Rescale the rows below by rewriting each one in full, requests included, with every coordinate in the answer points multiplied by 0.5 and rounded to the nearest whole number, halves rounded up.

═══ GIVEN DATA

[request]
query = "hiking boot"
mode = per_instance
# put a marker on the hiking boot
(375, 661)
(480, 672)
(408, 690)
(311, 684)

══════

**REPLY**
[request]
query = "hiking boot"
mode = per_instance
# put a marker on the hiking boot
(188, 331)
(240, 336)
(204, 345)
(156, 342)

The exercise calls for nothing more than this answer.